* _CONSIGNA DE TRABAJO_
Enumera todos los personajes de la novela que la reseña de "Los que duermen en el polvo" nombra por su nombre propio.

* _FRAGMENTO DEL DOCUMENTO_

------------------------------------

“Los que duermen en el polvo”, de Horacio Convertini


Carne para cerdos

Por Franco Ruiz

“Quiero saber lo que sentís por mí -le dije una vez, poco antes de que la epidemia estallara-. No lo que sentiste alguna vez ni lo que represento en tu vida por acumulación. Lo que sentís
ahora mismo, ya, en este momento.”

En “Los que duermen en el polvo” (2017, Alfaguara), su autor, Horacio Convertini, narra con oficio -oraciones cortas, descripciones cortantes y una prosa ágil, que se desliza- la distopía de una Buenos Aires asediada por los “bichos”, pestilencia compuesta de zombies cuasi antropófagos, donde hay crímenes y misterios por develar, en una mixtura que oscila entre el policial negro y el relato fantástico, pero que rehuye al relato detectivesco. De hecho, el telón de fondo de la novela -que a fin de cuentas ilumina el centro- es la propia demolición del personaje (Jorge) y los recuerdos de Érica, su mujer desaparecida. 

Como sostuvo el escritor en la presentación del libro en Junín, una de las claves de la trama es que “los que están afuera son monstruos, pero lo más importante es el monstruo interior; Jorge es mucho más monstruoso que los otros”.

Y en el medio aparece la construcción de un personaje complejo, el “Lele” Figueroa, cuyos devaneos, tan impulsivos como entrañables, funcionan a veces como contrafigura o némesis de Jorge. Es que si la vida de Jorge aparece adosada a cierta latencia, a cierta posición de espectador (los periodistas relatan lo que ven y escuchan), el Lele es, fundamentalmente, un pragmático, un hombre de acción y un paranoico que se cocina en su propia salsa.

------------------------------------

* _CONTENIDO DEL CONJUNTO_
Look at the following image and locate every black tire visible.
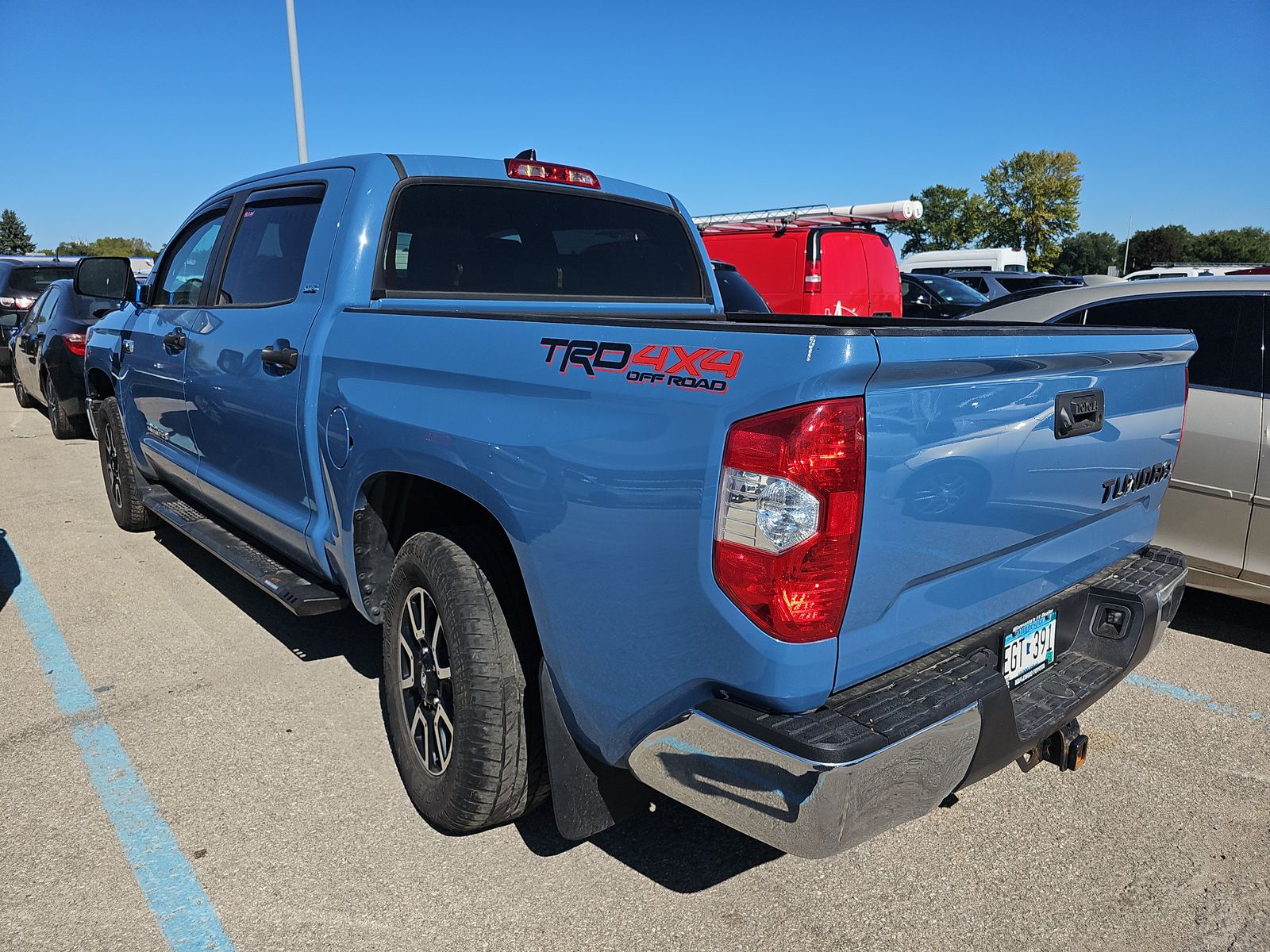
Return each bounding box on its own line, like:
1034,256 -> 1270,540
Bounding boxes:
13,372 -> 36,410
97,397 -> 159,532
44,377 -> 79,440
379,532 -> 548,833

------------------------------------

* _EJERCICIO RESUELTO_
- Jorge
- Érica
- el "Lele" Figueroa